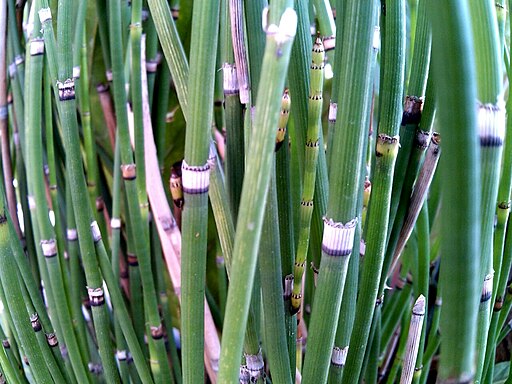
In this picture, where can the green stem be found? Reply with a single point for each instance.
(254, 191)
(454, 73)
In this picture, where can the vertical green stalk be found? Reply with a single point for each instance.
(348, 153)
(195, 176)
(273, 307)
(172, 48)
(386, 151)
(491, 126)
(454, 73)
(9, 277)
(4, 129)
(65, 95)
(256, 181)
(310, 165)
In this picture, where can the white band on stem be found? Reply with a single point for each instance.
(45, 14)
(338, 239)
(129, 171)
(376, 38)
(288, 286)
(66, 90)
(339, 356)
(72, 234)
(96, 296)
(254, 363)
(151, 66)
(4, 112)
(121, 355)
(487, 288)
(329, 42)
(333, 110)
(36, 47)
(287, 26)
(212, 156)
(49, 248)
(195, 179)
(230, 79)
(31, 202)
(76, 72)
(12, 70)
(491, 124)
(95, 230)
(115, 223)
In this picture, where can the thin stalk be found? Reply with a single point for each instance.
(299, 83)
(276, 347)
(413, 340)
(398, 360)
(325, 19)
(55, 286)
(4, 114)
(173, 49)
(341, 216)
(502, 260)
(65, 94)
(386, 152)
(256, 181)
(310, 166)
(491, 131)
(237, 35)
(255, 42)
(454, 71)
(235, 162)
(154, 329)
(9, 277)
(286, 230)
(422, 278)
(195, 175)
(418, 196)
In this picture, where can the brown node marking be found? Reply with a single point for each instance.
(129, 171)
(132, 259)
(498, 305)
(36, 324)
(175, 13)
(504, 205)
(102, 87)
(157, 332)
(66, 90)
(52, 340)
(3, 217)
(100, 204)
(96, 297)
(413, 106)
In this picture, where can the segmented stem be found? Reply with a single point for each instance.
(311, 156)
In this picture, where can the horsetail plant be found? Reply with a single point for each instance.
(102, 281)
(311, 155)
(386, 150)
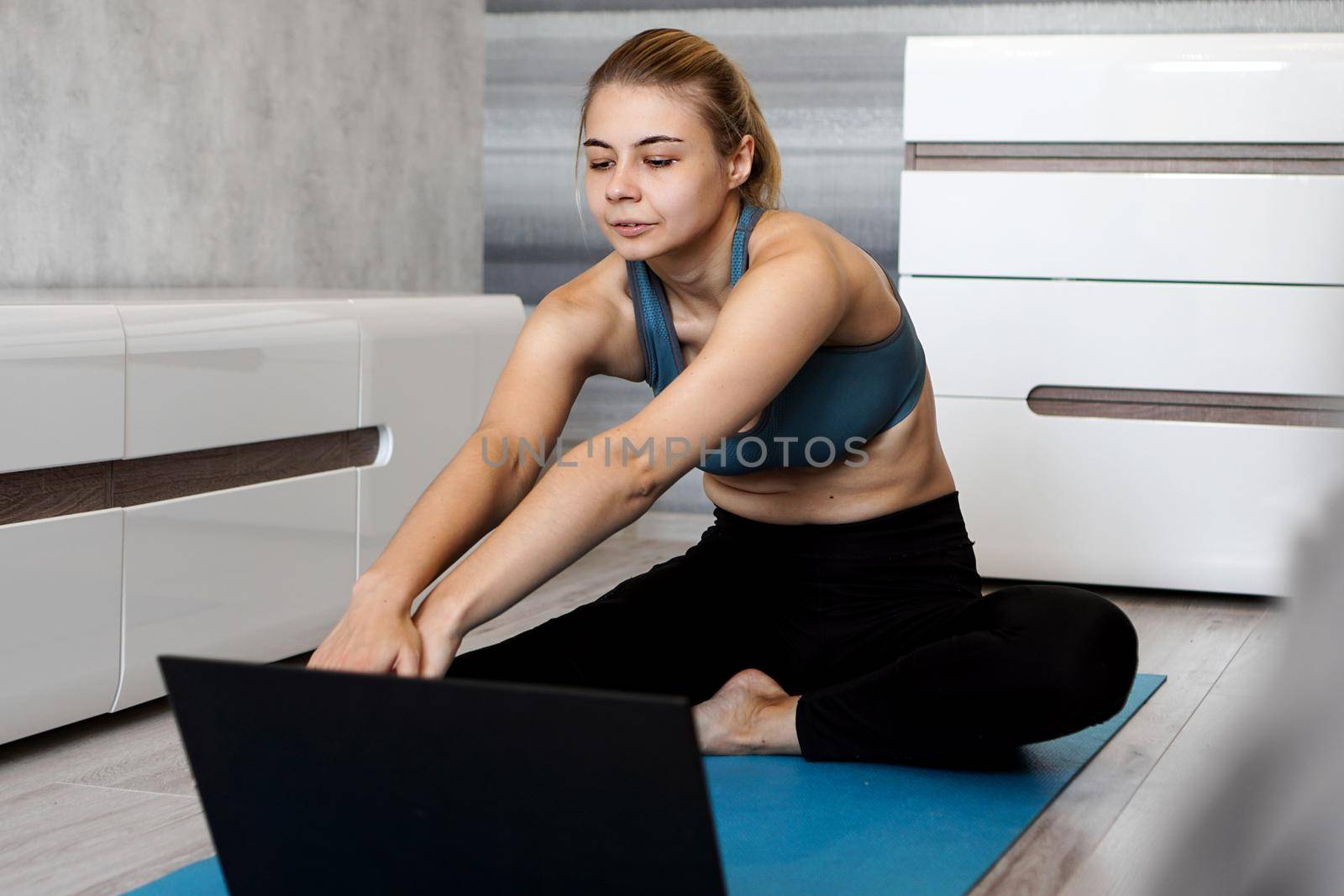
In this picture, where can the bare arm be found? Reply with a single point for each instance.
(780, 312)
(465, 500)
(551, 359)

TASK GOAL: Reproduce every record word for word. The copy must contain no pictures.

SOLUTION TO THIS PROBLEM:
In this picture, where can the green stem be found? Reply with a single point for each instance.
(254, 191)
(454, 73)
In this picture, where can the vertical green stalk be found? Reply with a single point for each instance.
(348, 153)
(195, 176)
(273, 307)
(172, 48)
(386, 151)
(491, 126)
(454, 73)
(9, 277)
(4, 129)
(65, 95)
(256, 181)
(310, 165)
In this picture, where can the white band on stem be found? Reply with a single point for each instance.
(45, 14)
(338, 239)
(129, 171)
(376, 38)
(288, 286)
(66, 90)
(339, 356)
(72, 234)
(96, 296)
(254, 363)
(151, 66)
(4, 112)
(121, 355)
(487, 288)
(329, 42)
(333, 110)
(36, 47)
(287, 26)
(212, 156)
(49, 248)
(195, 179)
(230, 79)
(31, 202)
(76, 72)
(12, 70)
(491, 124)
(95, 230)
(115, 223)
In this picture, where can the thin stalk be found? Reply with a single point for each instance.
(299, 83)
(276, 347)
(413, 340)
(398, 360)
(325, 19)
(55, 286)
(4, 114)
(173, 49)
(341, 216)
(502, 260)
(65, 94)
(386, 152)
(256, 181)
(310, 166)
(491, 131)
(237, 35)
(255, 42)
(454, 71)
(235, 162)
(154, 329)
(9, 277)
(286, 230)
(422, 278)
(195, 175)
(418, 196)
In this picture, where can the brown node marking be found? Reply with a single point for each instance.
(129, 171)
(132, 259)
(498, 305)
(36, 324)
(175, 13)
(504, 205)
(102, 87)
(157, 332)
(66, 90)
(52, 340)
(3, 217)
(100, 204)
(96, 297)
(413, 106)
In this picture, where can the segmented stem be found? Reply with a single point for each instance.
(311, 156)
In this picture, where can the horsetail plant be found? Reply with a single point for each instance.
(102, 281)
(311, 155)
(386, 150)
In this picture, where can the bare arm be found? Reply with a single point for each instance.
(780, 312)
(465, 500)
(551, 359)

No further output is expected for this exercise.